§ **GIVEN ENTRIES**:
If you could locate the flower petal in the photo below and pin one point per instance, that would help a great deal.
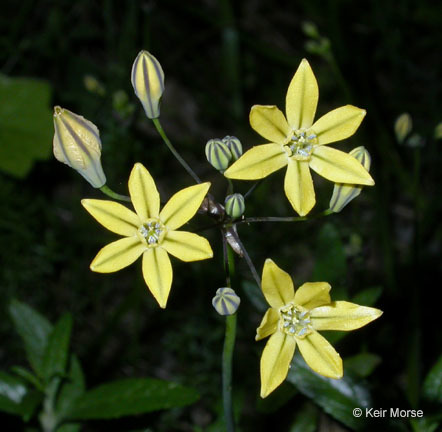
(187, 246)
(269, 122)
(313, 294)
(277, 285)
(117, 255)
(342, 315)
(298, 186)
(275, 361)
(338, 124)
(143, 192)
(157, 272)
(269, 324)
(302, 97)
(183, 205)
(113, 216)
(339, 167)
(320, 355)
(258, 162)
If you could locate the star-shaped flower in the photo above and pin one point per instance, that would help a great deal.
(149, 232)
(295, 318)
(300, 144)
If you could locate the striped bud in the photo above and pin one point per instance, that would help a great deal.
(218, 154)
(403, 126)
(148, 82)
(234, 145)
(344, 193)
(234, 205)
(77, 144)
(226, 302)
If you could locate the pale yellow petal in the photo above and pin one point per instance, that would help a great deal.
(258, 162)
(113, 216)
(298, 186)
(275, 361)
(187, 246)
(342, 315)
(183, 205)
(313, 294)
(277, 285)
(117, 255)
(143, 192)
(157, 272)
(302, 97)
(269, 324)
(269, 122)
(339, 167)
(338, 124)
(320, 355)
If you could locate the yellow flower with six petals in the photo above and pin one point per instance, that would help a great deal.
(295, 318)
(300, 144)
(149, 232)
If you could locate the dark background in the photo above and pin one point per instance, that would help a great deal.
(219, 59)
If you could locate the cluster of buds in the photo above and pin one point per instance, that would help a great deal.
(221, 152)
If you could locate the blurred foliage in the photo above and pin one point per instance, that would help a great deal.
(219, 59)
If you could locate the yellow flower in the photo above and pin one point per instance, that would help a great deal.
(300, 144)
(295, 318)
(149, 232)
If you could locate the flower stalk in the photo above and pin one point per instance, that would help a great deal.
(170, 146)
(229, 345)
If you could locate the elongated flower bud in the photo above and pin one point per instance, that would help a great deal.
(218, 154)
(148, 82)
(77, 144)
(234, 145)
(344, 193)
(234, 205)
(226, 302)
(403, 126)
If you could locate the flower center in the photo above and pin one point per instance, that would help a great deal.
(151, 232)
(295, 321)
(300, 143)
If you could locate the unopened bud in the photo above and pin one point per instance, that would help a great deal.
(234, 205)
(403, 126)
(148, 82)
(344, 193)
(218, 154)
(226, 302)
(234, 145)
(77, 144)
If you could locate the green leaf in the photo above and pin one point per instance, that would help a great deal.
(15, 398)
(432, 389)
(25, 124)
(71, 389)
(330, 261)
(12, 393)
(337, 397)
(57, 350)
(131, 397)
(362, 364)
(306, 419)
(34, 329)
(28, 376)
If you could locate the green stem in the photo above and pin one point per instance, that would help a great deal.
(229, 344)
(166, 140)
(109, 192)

---

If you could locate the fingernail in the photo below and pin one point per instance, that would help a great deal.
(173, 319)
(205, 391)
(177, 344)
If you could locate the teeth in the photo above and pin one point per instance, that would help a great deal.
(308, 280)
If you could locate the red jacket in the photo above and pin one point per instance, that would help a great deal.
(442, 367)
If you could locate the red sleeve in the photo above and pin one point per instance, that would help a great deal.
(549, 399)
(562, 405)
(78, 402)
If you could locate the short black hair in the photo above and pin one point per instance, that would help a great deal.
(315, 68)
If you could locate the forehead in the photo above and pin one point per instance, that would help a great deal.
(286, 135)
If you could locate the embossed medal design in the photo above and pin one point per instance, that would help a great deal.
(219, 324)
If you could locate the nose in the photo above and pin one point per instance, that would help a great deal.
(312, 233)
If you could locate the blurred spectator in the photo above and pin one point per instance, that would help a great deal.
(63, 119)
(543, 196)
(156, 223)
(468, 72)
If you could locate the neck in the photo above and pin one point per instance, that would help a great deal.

§ **TASK STATEMENT**: Return each row above that contains the string "below". Treat uppercase and lowercase letters as distinct.

§ **TASK RESPONSE**:
If you could locate the flower petal in the photo below and pin one point per instance, that would help a great deal.
If you could locate the fingernail in the photo below and pin one point per instance, that would help a great deal.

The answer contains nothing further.